# start of RECORDS PROVIDED

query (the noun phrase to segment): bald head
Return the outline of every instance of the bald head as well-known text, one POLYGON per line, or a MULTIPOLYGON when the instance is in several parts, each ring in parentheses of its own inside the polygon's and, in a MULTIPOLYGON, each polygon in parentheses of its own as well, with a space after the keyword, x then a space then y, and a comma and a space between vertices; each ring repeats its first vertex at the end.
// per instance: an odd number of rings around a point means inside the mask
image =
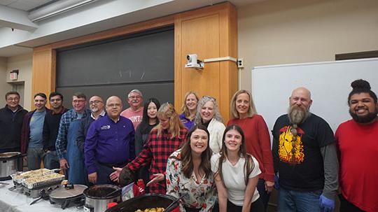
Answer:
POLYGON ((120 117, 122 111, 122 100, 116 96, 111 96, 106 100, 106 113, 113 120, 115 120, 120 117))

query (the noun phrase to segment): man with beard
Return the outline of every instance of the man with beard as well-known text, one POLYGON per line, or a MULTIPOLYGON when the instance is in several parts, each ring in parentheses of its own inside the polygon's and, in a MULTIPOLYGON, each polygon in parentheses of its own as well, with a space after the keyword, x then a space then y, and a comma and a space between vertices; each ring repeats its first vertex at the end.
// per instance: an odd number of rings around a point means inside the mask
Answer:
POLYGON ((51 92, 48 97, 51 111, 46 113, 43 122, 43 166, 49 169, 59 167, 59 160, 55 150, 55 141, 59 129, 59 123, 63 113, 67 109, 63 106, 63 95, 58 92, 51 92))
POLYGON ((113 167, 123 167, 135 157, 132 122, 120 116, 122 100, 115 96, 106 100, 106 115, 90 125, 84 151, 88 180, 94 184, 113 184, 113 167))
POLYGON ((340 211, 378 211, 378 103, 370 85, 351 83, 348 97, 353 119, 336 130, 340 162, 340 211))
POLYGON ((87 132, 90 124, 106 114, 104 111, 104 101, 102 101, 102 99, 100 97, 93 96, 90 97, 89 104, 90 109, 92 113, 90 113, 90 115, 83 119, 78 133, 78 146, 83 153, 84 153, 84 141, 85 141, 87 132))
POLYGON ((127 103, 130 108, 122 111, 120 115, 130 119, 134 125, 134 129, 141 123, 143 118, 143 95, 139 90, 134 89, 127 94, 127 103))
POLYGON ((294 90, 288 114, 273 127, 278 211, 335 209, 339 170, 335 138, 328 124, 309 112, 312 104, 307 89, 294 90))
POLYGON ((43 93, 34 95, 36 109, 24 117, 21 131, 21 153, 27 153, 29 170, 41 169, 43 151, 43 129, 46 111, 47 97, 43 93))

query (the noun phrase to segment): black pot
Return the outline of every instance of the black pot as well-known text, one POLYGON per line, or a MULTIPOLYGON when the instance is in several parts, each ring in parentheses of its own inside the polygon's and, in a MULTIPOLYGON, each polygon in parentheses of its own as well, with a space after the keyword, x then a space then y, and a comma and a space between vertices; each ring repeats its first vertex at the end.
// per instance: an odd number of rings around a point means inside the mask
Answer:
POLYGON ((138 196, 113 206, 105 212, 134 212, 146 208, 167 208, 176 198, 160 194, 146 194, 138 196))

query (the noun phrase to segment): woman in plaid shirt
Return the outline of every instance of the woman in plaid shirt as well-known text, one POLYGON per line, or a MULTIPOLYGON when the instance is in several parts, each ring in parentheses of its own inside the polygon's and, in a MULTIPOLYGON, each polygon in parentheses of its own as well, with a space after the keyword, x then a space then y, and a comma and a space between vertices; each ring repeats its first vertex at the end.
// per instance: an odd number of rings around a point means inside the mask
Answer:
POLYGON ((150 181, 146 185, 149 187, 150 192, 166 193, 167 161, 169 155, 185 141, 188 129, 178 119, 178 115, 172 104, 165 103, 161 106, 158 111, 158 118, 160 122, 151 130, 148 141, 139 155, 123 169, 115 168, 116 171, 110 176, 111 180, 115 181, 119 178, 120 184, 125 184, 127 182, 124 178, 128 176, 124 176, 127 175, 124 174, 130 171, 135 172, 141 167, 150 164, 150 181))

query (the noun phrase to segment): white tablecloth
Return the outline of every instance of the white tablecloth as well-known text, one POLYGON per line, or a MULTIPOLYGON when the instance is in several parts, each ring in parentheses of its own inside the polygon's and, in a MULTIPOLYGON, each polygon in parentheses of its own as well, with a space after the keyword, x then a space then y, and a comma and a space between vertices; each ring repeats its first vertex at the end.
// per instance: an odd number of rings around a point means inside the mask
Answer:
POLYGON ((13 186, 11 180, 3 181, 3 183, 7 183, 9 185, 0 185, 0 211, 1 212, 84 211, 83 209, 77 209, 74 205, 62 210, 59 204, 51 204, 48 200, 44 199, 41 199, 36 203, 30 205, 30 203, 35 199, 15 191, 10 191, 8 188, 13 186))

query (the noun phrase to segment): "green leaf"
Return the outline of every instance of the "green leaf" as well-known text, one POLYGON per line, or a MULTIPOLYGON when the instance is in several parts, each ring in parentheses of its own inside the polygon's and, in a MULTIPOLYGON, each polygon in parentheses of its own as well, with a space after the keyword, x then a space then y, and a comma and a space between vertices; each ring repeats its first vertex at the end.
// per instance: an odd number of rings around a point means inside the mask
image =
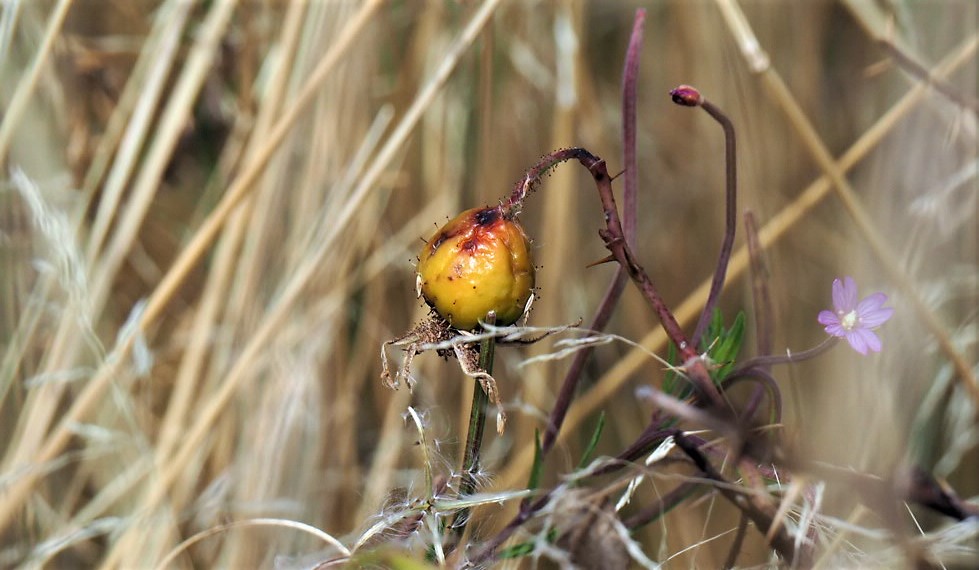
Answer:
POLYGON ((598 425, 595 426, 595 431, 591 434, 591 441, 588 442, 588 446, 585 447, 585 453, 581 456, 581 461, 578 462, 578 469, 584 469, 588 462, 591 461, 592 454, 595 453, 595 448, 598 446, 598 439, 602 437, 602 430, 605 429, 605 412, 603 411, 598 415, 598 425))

# end of RECORDS PROVIDED
# start of RECORDS PROVIDED

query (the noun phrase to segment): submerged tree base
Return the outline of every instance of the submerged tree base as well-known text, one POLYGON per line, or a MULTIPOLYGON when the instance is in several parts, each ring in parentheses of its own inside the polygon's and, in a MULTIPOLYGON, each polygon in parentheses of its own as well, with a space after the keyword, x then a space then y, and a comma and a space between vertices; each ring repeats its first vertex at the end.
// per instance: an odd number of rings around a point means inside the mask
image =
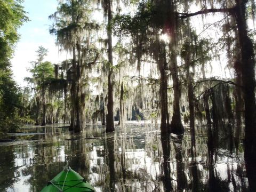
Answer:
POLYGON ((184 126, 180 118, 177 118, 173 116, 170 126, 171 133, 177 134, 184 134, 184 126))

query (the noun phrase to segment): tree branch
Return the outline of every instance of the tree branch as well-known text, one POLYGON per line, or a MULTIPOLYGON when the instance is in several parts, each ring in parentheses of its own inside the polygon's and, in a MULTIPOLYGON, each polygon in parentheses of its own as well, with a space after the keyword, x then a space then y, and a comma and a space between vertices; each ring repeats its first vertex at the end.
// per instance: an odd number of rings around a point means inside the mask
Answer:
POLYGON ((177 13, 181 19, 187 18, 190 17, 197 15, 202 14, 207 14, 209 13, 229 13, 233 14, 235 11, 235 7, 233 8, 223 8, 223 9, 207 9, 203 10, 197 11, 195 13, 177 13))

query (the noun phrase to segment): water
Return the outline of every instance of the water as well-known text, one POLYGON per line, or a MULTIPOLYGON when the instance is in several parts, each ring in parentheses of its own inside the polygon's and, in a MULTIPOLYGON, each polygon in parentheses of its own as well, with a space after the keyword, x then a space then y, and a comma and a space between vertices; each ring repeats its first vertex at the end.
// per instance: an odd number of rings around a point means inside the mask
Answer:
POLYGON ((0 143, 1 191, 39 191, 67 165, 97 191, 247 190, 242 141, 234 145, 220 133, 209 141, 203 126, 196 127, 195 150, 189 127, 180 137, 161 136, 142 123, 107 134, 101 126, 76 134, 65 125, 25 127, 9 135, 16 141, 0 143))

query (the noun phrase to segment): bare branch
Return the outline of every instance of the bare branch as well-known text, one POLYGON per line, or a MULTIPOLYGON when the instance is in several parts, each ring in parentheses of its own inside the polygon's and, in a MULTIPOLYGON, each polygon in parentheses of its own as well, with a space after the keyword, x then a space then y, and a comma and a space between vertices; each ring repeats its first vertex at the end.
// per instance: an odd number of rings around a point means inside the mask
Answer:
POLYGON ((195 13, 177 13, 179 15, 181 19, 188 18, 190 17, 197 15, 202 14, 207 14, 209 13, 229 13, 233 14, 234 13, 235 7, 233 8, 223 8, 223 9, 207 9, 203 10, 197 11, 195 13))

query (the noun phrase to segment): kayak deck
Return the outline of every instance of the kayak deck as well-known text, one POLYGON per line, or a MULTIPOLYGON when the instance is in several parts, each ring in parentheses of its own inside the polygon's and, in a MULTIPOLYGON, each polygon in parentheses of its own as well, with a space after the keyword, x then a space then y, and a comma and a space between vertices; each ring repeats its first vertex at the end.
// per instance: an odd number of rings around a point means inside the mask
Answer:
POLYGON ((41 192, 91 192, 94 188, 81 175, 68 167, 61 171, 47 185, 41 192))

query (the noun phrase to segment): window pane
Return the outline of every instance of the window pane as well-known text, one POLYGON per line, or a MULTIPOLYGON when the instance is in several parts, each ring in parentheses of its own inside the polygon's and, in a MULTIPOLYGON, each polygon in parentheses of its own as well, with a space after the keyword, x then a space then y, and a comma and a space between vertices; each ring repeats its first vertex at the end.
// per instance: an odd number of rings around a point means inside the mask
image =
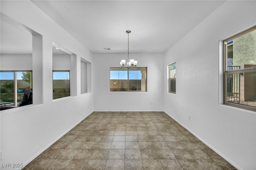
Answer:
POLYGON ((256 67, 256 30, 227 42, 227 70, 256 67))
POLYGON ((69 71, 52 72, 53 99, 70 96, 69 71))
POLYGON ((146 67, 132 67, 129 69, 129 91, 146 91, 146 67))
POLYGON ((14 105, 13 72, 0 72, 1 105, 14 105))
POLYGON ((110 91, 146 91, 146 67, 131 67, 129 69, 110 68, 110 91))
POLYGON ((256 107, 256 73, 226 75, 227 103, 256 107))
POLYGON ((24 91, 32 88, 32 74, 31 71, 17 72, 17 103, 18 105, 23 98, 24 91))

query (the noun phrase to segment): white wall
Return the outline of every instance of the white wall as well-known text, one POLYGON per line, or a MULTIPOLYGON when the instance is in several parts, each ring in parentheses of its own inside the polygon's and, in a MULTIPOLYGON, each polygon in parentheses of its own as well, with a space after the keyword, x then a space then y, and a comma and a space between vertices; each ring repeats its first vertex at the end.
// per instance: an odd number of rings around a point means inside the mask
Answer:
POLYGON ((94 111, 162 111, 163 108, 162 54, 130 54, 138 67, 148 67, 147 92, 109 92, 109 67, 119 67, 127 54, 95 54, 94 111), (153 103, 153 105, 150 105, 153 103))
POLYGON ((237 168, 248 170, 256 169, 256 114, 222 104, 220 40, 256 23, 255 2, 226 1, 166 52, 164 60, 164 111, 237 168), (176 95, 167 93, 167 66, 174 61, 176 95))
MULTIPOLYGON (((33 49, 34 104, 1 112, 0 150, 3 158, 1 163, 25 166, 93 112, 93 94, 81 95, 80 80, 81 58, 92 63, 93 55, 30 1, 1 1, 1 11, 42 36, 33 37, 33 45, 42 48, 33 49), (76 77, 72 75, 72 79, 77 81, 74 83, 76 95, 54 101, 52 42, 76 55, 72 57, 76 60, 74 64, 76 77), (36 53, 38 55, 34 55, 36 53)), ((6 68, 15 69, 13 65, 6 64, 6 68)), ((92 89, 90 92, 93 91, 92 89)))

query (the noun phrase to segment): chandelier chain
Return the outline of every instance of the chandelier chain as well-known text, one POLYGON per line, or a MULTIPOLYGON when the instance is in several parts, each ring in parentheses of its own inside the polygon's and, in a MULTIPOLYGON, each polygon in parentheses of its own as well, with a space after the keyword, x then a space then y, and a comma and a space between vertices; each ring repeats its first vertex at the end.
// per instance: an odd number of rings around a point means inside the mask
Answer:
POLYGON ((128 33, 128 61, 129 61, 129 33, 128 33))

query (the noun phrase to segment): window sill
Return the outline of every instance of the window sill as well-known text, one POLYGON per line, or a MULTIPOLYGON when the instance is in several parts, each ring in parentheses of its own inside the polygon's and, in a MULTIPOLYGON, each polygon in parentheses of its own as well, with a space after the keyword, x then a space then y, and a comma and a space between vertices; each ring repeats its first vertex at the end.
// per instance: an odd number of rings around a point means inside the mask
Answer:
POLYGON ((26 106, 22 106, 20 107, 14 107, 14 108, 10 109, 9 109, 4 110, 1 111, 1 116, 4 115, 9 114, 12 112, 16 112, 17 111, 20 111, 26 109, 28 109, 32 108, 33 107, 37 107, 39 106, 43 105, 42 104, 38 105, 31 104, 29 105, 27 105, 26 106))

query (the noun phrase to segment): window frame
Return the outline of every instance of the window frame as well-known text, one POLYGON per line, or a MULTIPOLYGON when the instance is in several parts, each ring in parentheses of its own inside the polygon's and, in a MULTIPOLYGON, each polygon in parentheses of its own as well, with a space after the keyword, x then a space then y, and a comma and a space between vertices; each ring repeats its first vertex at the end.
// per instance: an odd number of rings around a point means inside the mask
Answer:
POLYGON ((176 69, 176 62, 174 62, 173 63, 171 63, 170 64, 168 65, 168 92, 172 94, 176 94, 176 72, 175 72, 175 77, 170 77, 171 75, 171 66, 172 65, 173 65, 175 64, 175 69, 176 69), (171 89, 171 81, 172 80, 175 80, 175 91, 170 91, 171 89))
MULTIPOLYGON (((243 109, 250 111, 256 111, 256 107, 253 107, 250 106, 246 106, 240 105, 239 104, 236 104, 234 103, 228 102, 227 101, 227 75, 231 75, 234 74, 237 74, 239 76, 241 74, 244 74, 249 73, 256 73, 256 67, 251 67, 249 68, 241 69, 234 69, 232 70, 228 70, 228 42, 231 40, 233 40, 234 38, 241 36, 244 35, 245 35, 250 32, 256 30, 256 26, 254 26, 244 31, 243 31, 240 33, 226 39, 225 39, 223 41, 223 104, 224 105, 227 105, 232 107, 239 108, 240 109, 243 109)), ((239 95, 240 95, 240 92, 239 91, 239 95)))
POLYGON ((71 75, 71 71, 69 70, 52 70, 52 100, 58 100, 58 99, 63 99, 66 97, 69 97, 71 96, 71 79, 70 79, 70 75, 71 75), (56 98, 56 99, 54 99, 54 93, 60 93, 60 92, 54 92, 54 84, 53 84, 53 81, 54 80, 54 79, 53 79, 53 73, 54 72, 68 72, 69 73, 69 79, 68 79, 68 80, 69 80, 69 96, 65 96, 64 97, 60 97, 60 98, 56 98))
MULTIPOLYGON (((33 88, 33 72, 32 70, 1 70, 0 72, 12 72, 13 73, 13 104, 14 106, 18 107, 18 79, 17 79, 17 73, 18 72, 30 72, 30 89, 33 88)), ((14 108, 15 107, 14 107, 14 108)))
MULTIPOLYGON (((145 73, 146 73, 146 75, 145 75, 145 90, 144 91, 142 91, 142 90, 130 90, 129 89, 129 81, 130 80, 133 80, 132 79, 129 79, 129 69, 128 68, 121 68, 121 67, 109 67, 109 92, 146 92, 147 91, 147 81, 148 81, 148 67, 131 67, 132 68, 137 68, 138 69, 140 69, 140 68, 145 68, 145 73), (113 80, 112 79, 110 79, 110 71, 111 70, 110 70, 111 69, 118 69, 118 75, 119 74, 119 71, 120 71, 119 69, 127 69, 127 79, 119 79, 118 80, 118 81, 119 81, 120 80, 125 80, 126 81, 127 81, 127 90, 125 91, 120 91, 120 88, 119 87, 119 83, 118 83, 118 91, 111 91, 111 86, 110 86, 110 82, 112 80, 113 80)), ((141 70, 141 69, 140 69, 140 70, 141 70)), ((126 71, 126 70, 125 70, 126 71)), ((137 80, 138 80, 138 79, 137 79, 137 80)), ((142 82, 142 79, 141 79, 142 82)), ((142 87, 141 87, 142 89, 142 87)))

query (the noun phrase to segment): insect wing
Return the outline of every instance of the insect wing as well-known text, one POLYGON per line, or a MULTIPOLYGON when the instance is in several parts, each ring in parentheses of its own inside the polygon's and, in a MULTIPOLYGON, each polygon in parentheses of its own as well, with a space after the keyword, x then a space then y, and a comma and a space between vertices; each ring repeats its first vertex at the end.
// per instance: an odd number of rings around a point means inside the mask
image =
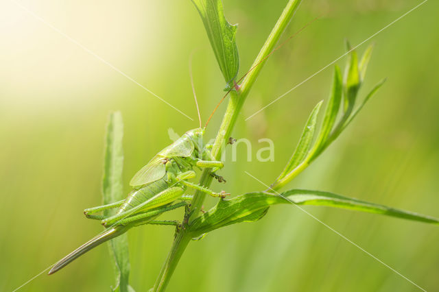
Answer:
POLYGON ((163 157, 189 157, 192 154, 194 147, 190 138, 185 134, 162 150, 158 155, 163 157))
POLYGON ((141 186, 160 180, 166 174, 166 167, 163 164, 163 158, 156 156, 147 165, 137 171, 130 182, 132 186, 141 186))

# end of RECORDS PROVIDED
# start of RECORDS PROVIDED

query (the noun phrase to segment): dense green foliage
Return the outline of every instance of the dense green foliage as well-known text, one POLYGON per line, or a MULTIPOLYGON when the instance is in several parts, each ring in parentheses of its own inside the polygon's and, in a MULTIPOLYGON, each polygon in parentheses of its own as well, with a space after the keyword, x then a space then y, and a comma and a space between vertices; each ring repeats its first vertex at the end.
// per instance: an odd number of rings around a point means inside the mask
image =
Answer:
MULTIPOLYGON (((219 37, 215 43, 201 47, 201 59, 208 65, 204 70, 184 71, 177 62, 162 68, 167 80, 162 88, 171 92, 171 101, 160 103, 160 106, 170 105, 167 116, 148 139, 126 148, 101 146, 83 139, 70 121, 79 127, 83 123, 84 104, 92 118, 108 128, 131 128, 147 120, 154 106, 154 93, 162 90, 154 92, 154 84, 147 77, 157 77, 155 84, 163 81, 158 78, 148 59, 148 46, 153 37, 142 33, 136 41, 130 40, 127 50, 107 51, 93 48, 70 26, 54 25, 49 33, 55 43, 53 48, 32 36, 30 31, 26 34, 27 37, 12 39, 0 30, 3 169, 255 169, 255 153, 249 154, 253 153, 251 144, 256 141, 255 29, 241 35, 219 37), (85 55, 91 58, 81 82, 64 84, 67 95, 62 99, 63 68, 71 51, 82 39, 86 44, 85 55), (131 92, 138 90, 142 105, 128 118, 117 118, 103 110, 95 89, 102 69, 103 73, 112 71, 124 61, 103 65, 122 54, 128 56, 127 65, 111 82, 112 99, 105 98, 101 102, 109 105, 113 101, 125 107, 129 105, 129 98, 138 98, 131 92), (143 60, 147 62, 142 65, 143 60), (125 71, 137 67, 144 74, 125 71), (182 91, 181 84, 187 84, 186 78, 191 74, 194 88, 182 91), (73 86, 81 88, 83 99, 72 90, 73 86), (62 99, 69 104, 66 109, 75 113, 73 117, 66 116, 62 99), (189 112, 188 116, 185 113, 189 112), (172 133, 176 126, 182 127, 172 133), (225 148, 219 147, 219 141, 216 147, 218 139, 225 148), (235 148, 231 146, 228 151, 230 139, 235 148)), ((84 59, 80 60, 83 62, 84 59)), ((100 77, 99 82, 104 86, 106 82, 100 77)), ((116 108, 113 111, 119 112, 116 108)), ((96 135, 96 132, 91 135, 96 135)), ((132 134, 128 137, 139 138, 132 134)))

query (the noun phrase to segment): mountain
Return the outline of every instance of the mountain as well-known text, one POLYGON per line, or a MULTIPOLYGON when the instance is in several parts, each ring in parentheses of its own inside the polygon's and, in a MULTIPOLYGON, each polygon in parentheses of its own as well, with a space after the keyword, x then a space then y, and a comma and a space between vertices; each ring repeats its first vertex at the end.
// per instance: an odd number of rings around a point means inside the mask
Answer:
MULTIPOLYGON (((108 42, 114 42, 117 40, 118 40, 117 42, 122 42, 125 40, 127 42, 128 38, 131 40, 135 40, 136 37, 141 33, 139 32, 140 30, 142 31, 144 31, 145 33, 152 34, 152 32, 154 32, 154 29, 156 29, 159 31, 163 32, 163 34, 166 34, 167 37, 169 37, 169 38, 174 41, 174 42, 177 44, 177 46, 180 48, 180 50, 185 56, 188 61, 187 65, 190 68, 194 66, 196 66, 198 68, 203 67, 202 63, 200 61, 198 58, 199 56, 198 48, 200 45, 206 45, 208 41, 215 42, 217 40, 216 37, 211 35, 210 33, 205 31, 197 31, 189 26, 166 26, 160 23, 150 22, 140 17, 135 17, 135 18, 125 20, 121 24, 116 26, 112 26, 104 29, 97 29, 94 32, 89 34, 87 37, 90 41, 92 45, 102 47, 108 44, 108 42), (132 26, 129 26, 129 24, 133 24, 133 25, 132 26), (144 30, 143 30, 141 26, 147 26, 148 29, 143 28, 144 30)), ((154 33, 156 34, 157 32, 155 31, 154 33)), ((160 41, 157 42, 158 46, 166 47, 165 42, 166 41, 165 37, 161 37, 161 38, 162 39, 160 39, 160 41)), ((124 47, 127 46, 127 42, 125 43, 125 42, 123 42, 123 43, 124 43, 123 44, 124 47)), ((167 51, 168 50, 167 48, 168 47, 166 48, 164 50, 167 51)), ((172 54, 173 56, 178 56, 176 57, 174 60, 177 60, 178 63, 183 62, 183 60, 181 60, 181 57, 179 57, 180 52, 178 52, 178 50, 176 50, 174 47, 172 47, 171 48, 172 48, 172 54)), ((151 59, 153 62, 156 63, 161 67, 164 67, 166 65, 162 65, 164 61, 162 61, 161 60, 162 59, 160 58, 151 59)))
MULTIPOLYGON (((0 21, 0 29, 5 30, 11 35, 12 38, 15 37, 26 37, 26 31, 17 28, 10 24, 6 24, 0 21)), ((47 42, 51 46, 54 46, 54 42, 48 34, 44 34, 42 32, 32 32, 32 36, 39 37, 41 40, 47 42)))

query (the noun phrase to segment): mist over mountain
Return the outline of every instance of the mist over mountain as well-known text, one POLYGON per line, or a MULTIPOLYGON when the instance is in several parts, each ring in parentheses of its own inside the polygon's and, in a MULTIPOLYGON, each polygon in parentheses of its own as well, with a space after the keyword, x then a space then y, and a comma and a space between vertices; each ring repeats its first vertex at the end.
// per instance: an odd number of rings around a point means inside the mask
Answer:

# end of RECORDS PROVIDED

PROBLEM STATEMENT ::
Report every line of the data above that contains the string "beard", copying each line in full. Case counts.

TASK RESPONSE ::
query (the noun phrase to segment): man with beard
Return the outline of every instance of the man with beard as well-known text, one POLYGON per line, or a MULTIPOLYGON when the instance is in several parts, each ring in parentheses of its own inside the polygon's and, in a MULTIPOLYGON, each polygon in parentheses of its own as well, with a space after the keyword, x then a space then y, and a comma and a space between vertices; each ring repeats its first vertex at the end.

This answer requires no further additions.